◆ Excerpted text ◆
————————
Music Wants to Be Free

by on October 5, 2007 · 14 comments

Over at Techcrunch, Mike Arrington reaches the conclusion I advocated a couple of years ago: in the long run, the market price of most music is going to be zero. I think Arrington actually focuses too much on piracy. Yes, in the short run peer-to-peer networks are an important source of price pressure. But the far more important factor is the sheer number of people who want to be rock stars. Now that the bottleneck of CD production and distribution has been removed, any musician can reach an infinite number of fans at zero cost. As a result, more and more musicians will find it in their self-interest to voluntarily give music away for free as a means of building up their fan base. Over time, consumers will get used to music being free, and at some point music will be just like news and punditry are today: the vast majority will be free and ad-supported, with a small minority continuing to try to charge money.

However, I do think Arrington gets this backwards:

The price of music will likely not fall in the near term to absolutely zero. Charging any price at all requires the use of credit cards and their minimum fees of $0.20 or more per transaction, for example. And services like iTunes and Amazon can continue to charge something for quality of service. With P2P networks you don’t really know what you are getting until you download it. It could, for example, be a virus. Or a poor quality copy. Many users will be willing to pay to avoid those hassles. But as long as BitTorrent exists, or simple music search engines like Skreemrallow users to find and download virtually any song in seconds, they won’t be able to charge much.
————————
◆ Natural language region descriptions ◆
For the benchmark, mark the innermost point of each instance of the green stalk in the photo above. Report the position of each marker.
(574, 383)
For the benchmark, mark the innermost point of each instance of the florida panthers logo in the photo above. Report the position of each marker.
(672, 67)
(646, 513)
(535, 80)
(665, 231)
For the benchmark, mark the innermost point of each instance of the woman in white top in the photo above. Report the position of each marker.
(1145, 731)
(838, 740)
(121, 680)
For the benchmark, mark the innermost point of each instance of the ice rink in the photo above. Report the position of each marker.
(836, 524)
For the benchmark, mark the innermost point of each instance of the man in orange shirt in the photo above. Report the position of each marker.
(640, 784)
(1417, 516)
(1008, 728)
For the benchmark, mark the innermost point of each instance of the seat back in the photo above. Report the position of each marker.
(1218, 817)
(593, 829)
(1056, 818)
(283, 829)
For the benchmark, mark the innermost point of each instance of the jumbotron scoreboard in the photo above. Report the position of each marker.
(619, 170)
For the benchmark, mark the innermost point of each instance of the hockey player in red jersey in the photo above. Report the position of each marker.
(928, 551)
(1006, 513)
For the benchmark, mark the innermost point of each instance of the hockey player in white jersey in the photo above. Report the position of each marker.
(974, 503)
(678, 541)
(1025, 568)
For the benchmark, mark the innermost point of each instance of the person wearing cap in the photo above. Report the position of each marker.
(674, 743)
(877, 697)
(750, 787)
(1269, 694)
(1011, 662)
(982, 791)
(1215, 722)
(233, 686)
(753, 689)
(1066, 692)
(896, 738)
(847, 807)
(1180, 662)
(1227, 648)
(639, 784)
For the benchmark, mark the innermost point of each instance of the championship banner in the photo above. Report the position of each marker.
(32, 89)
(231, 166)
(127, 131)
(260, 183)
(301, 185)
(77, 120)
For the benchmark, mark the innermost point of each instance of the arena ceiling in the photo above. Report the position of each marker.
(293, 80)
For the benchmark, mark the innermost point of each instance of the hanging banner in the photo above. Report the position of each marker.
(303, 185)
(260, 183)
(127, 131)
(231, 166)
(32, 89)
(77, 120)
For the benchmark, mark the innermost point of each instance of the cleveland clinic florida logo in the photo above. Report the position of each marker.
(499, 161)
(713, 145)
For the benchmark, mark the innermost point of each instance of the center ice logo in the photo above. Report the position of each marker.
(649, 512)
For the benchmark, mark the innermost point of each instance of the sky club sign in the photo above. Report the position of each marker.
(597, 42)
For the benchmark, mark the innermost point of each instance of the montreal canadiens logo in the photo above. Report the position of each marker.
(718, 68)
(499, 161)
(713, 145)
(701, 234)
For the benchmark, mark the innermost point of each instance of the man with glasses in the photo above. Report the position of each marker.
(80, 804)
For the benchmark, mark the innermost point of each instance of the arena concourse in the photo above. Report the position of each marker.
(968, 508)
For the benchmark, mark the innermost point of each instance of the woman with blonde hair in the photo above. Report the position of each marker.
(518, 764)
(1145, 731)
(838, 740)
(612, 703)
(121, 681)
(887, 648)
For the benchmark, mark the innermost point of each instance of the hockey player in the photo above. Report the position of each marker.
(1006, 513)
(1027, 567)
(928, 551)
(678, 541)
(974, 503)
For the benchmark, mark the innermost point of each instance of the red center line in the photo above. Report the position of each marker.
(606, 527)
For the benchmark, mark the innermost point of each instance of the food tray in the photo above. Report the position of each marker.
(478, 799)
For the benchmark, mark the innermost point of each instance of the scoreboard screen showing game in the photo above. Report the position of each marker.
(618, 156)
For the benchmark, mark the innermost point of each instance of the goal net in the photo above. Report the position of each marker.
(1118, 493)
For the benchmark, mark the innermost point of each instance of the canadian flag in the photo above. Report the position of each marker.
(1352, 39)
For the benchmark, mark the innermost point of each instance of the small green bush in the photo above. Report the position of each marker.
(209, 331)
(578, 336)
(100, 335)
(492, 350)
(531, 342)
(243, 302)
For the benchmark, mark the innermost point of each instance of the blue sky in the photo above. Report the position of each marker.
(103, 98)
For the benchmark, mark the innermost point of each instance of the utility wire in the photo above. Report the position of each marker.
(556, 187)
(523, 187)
————————
◆ Things to do ◆
a. In the article on the price of music, what does the author see as a more important factor than piracy in driving prices down?
b. Duplicate the stretch of the article on the price of music from "However, I do" through "to charge much.".

◆ Solutions by task ◆
a. The sheer number of people who want to be rock stars.

b.
However, I do think Arrington gets this backwards:

The price of music will likely not fall in the near term to absolutely zero. Charging any price at all requires the use of credit cards and their minimum fees of $0.20 or more per transaction, for example. And services like iTunes and Amazon can continue to charge something for quality of service. With P2P networks you don’t really know what you are getting until you download it. It could, for example, be a virus. Or a poor quality copy. Many users will be willing to pay to avoid those hassles. But as long as BitTorrent exists, or simple music search engines like Skreemrallow users to find and download virtually any song in seconds, they won’t be able to charge much.